● Reading text
====================
3 Common ATO Attacks—and How to Stop Them
By Sift Product Team /
12 Apr 2022
Legacy account security—e.g., passwords and usernames—is nearing the end of its usefulness as a means to protect against account takeover (ATO) fraud. In fact, ATO is growing exponentially. Accelerated by the global pandemic, more consumers are relying on online services rather than brick-and-mortar stores—leading to a reliance on digital accounts and the need to protect those accounts from cybercriminals who want to steal stored value, payment information, demographics, and personally identifiable information (PII).
Successful online businesses need a multi-pronged, layered approach that addresses every step of the user journey, authenticates users, secures accounts, and stops ATO while also future-proofing against the more aggressive fraud attacks emerging every day.
Each layer can be viewed as a tool among many to protect various points of the user journey. In this article, we’ll go over some of the common attack methods Sift customers face and how to combat them.
Stolen login credential attacks
We’ve all experienced it: you get an email or text notification about suspicious login activity on one of your accounts—and it definitely wasn’t you trying to access the site or app. It’s a quick way to ruin a day, and it happens all too often. Somewhere along the line, a fraudster gained access to your account credentials (whether that’s through the dark web, phishing, or some other means). Fortunately, it’s much less common for nefarious actors to gain control over your device.
With this in mind, a common way to protect users and detect account takeover attempts is to analyze the device being used to log in. With Sift, you can use Device Fingerprinting to uniquely identify the device a visitor is using to interact with your site, determine whether you’ve flagged that device as being associated with fraudulent behavior in the past, and prevent that visitor from using your site in the future.
To learn how to implement Sift Device Fingerprinting, read our integration guide.
====================
● Information given
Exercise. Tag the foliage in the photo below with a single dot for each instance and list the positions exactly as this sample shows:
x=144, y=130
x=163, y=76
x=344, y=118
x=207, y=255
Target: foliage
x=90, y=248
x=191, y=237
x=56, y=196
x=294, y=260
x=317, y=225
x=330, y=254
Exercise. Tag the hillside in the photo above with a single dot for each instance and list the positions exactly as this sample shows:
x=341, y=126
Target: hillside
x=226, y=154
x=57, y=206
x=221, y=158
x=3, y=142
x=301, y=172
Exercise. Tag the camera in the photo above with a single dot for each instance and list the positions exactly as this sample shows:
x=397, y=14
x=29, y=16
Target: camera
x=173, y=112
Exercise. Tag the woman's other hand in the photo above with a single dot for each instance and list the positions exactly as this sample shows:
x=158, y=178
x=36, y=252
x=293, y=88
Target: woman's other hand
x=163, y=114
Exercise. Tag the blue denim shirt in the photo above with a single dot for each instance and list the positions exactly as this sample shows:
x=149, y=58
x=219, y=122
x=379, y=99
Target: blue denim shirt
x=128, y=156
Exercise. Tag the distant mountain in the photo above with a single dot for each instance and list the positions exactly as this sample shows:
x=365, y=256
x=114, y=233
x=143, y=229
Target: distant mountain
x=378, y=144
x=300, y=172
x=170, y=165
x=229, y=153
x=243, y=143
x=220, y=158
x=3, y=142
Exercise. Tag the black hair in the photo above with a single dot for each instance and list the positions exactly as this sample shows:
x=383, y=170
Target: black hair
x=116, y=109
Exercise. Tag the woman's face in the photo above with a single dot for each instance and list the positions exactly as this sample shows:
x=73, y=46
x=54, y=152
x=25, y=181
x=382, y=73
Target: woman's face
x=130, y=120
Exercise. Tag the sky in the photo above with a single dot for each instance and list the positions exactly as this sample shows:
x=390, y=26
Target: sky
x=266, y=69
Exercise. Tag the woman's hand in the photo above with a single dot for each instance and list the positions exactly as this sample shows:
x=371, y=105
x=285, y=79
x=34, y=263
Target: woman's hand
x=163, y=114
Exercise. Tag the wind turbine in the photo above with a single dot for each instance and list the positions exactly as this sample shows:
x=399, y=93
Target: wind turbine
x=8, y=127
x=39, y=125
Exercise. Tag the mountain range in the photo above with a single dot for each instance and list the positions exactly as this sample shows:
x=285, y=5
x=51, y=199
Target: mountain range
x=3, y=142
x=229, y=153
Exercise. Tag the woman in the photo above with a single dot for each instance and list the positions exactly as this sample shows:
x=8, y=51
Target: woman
====================
● Task instructions
1. How would you sum up the account takeover article in exactly two sentences?
2. Could you carry on the account takeover article from the point where it stops?
The entries are separate material and have nothing to do with the account takeover article.

● Expected outputs
1. Passwords and usernames are losing their usefulness against account takeover fraud, which is growing fast as the pandemic pushed consumers toward online services and digital accounts, so businesses need a layered approach that covers every step of the user journey. For stolen login credential attacks, in which fraudsters obtain credentials through the dark web, phishing, or other means, Sift's Device Fingerprinting identifies the device used to log in, checks whether it has been flagged for fraud before, and can keep that visitor off the site in the future.

2.
In addition to analyzing the device, it’s also important to analyze the connecting IP address to determine if this is an IP the customer has used in the past. This can be determined using the Sift Console. A login using an unfamiliar device but a familiar and commonly used IP address may be a signal that the legitimate user has a different or new device. If both the device and IP address are unfamiliar, this indicates a higher-risk login event.
Credential stuffing attacks
Credential stuffing attacks are a form of stolen login credential attacks, and are automated using scripts and/or bots. In this type of attack, fraudsters use these automated tools to test large lists of stolen login credentials for popular websites. Because the attack is automated, the speed at which the stolen credentials are tested is an indicator that an ATO attempt is in progress.
Sift’s industry-leading, custom ATO machine learning model detects real-time risk at the point of login using over 100 signals, and can alert trust and safety teams of suspicious failed login attempts and potential bot-based attacks.
Social engineering and phishing
Ninety-eight percent of cybercrime involves social engineering, with attacks becoming increasingly complex. In many social engineering attacks, the victim is convinced to reveal important PII to a fraudster or complete an action that gives a fraudster access to an account.
Protecting accounts against these types of complex attacks requires access to, and analysis of, real-time data at multiple touchpoints. Dynamic Friction can play a critical role here, guiding users along whatever experience is appropriate for them on your site, and preventing cybercriminals from successfully mimicking trustworthy customers. But a better way to protect against social engineering would be to move away from a reliance on usernames and passwords.
Passwordless authentication relies on biometrics to authenticate users and allow access to accounts. Sift recently acquired Keyless, a pioneer in the passwordless space. Keyless provides a strong MFA (multi-factor authentication) solution that verifies people, not passwords, using strong liveness detection and biometric authentication technology to head off the risk of phishing, social engineering, and account takeover.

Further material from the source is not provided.